# [Consigne 1]
Traduisez en anglais la phrase suivante du texte sur la reconnaissance des visages : « Mais la reconnaissance des visages est un élément essentiel de reconnaissance des individus. »
# [Consigne 2]
Énumérez les autres capacités qui, selon le texte sur la reconnaissance des visages, nous permettent de reconnaître une personne connue.
# [Consigne 3]
Recopiez le passage du texte sur la reconnaissance des visages en commençant par "En d’autres termes, la" et en allant jusqu'à "en quelques traits.", en remplaçant "dessinateur" par "caricaturiste".

======== Texte de la page

En d’autres termes, la prosopagnosie est la capacité à reconnaître les visages. D’autres capacités nous permettent de reconnaître une personne connue, comme le timbre de la voix, la silhouette ou encore la manière de marcher par le rythme et la régularité des pas. Mais la reconnaissance des visages est un élément essentiel de reconnaissance des individus. En fait, des études ont montré que le cerveau reconnaît le contour du visage et des éléments saillants qui donnent une particularité au visage, à la manière d’un dessinateur qui croque des personnages en quelques traits.

================
======== Matériel fourni

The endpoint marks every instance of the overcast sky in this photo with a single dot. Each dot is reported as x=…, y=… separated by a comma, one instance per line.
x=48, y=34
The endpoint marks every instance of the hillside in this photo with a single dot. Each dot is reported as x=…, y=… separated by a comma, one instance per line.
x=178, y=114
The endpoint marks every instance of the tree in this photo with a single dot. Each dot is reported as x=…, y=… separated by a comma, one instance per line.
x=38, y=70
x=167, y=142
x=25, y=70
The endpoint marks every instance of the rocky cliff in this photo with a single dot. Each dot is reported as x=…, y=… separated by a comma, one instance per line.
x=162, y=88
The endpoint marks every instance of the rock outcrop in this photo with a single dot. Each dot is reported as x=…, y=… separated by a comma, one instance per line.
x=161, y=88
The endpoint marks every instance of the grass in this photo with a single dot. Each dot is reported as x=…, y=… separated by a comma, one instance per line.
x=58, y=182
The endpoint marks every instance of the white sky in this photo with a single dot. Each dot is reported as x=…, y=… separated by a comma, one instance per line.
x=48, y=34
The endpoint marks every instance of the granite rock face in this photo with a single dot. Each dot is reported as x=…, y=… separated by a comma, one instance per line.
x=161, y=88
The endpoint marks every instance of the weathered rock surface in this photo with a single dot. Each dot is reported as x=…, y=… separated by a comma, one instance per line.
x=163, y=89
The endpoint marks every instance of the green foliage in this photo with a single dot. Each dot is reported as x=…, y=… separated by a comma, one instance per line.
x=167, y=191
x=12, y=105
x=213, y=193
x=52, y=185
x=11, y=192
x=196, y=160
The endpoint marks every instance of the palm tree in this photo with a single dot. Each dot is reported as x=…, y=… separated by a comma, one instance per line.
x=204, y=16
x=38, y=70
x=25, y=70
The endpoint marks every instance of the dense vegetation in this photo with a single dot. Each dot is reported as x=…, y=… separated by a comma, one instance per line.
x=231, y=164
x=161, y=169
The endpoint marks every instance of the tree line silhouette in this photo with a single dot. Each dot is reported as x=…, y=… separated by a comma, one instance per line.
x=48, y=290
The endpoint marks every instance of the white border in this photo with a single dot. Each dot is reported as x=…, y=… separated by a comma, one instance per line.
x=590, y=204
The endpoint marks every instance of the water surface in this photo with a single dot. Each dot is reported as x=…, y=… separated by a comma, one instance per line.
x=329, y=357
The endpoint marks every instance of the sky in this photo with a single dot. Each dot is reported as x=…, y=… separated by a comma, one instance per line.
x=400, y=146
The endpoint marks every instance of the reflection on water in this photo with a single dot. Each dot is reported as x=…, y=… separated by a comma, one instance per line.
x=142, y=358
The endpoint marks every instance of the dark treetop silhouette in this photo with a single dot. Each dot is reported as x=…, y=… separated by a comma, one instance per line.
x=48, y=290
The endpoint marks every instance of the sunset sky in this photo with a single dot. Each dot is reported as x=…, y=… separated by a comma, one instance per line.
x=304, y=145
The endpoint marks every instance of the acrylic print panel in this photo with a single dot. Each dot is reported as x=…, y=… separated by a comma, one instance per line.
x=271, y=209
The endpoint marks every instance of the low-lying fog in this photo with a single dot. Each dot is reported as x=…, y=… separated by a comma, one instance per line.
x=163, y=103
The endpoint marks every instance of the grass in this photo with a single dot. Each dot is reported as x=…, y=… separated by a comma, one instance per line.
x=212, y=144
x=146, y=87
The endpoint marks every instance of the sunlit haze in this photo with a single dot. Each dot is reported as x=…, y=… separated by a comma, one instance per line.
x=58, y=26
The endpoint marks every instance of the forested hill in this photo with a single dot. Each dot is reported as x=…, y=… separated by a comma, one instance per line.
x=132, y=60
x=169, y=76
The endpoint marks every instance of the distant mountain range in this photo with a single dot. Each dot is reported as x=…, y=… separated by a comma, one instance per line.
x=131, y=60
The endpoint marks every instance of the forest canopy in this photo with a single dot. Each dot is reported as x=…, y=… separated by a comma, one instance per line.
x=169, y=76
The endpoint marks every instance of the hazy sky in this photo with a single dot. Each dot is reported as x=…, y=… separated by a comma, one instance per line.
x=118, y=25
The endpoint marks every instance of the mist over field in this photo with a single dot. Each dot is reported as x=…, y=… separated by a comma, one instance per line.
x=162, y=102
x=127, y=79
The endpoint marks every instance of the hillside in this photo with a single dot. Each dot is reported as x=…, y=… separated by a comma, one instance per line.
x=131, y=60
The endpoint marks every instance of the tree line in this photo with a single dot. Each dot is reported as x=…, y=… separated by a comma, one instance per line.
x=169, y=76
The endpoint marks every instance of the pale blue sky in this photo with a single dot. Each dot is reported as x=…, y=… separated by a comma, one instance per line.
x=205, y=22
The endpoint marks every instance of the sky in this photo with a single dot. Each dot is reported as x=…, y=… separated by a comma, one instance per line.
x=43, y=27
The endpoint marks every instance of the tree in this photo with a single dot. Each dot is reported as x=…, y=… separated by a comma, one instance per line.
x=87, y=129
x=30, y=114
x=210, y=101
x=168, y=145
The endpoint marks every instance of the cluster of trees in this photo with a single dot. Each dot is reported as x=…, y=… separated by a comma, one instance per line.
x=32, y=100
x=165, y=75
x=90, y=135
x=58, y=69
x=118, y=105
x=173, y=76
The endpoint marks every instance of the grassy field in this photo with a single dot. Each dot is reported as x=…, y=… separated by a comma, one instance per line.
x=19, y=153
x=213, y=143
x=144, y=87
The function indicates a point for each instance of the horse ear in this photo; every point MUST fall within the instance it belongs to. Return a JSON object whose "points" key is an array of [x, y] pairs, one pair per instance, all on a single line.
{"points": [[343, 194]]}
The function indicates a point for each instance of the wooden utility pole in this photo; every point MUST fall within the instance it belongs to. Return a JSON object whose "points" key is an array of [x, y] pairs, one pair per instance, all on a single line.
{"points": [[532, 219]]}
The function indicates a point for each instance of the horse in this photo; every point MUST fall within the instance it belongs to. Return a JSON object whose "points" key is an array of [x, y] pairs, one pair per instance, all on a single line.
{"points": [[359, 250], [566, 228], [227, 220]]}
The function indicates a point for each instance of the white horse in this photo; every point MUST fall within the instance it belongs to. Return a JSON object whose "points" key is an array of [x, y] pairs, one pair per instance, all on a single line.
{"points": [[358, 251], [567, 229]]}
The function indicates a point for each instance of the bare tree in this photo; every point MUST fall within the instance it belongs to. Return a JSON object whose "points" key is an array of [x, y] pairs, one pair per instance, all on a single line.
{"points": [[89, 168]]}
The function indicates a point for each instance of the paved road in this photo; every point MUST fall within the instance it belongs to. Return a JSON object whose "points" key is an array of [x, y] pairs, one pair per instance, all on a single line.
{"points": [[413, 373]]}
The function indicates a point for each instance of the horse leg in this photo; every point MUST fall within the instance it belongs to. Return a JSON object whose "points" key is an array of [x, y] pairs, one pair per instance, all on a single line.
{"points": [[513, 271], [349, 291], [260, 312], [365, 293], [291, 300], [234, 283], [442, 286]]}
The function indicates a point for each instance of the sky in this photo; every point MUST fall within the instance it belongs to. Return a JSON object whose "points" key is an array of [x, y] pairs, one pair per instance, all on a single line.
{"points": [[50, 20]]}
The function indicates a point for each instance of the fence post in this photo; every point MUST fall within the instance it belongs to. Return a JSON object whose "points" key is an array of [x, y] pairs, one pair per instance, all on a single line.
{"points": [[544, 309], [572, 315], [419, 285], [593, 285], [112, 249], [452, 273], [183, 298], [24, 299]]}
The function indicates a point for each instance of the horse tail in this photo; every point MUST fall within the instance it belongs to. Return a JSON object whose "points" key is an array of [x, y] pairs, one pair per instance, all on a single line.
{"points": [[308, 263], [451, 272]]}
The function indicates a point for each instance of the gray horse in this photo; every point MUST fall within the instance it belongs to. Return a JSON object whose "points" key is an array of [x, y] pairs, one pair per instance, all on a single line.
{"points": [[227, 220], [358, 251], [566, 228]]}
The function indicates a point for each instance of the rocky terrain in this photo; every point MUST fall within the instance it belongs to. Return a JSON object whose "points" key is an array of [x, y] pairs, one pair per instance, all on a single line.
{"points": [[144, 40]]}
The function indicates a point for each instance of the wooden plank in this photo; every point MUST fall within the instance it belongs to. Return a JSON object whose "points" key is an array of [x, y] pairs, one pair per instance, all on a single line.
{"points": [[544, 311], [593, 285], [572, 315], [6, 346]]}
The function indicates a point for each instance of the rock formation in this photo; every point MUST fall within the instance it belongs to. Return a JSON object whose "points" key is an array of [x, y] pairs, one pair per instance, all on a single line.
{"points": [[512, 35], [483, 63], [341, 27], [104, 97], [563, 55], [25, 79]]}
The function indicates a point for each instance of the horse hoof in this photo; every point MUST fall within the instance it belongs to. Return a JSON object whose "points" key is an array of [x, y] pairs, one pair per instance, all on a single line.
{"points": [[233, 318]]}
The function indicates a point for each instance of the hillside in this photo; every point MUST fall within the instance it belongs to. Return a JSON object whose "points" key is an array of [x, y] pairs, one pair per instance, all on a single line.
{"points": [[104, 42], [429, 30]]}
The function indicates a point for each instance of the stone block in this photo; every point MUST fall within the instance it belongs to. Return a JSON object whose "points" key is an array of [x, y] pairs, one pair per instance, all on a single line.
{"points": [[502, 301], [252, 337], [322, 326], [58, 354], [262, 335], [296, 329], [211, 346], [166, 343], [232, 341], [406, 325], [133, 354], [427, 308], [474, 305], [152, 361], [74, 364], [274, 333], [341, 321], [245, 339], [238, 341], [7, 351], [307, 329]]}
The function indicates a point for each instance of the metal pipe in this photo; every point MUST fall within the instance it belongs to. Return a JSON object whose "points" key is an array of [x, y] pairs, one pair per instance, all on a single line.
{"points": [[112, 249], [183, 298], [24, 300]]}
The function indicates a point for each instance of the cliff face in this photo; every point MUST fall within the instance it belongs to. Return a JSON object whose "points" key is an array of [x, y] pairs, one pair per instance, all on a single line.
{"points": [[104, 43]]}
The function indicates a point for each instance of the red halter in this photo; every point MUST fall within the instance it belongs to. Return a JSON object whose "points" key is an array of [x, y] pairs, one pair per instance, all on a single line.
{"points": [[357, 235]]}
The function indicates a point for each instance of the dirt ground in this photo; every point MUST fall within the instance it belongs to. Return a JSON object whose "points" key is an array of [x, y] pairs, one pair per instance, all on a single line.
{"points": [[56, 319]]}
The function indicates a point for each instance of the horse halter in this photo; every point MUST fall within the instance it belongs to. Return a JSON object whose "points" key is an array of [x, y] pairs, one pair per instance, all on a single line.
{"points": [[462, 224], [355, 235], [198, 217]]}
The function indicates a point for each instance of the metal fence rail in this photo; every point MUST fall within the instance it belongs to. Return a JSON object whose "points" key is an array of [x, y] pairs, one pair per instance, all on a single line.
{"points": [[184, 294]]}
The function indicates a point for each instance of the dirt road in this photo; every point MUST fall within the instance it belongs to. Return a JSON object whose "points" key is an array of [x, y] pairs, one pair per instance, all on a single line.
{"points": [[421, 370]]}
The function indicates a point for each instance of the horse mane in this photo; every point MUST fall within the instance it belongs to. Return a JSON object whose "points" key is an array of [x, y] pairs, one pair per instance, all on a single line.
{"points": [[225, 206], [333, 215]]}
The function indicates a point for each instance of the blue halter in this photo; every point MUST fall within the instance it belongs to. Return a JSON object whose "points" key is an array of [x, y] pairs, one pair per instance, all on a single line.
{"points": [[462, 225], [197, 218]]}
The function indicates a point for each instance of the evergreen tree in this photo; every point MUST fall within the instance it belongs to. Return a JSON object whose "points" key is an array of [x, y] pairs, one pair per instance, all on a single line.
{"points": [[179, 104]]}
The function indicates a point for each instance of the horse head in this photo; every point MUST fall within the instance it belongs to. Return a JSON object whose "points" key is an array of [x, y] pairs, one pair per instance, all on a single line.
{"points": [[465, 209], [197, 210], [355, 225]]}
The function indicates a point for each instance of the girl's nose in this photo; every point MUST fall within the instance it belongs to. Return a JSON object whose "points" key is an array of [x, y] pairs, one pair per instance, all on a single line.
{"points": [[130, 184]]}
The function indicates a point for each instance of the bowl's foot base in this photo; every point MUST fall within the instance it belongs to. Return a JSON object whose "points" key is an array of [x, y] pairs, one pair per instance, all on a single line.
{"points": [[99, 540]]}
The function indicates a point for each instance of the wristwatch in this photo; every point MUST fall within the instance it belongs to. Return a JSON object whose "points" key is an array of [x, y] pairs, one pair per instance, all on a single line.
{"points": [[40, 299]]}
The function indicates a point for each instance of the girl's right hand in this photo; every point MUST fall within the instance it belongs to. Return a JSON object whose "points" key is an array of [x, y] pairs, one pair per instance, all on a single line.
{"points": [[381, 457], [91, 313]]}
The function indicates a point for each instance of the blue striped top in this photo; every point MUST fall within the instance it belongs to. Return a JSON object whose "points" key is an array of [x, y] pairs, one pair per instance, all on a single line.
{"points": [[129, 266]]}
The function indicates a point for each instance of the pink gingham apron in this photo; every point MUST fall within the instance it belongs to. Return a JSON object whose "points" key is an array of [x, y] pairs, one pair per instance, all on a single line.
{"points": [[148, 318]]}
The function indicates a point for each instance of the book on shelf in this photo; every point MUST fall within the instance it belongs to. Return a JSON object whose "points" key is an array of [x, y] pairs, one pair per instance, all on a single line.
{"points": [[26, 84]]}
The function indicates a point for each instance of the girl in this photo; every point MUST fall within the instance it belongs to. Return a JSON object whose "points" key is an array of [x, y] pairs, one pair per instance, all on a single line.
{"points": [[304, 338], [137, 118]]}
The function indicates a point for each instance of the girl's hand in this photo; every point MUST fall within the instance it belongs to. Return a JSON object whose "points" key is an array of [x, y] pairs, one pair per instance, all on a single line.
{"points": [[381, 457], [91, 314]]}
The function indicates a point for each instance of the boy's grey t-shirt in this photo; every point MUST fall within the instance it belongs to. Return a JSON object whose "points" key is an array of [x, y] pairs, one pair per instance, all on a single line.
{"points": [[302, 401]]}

================

# [Réponse 1]
But face recognition is an essential element in recognizing individuals.

# [Réponse 2]
- le timbre de la voix
- la silhouette
- la manière de marcher par le rythme et la régularité des pas

# [Réponse 3]
En d’autres termes, la prosopagnosie est la capacité à reconnaître les visages. D’autres capacités nous permettent de reconnaître une personne connue, comme le timbre de la voix, la silhouette ou encore la manière de marcher par le rythme et la régularité des pas. Mais la reconnaissance des visages est un élément essentiel de reconnaissance des individus. En fait, des études ont montré que le cerveau reconnaît le contour du visage et des éléments saillants qui donnent une particularité au visage, à la manière d’un caricaturiste qui croque des personnages en quelques traits.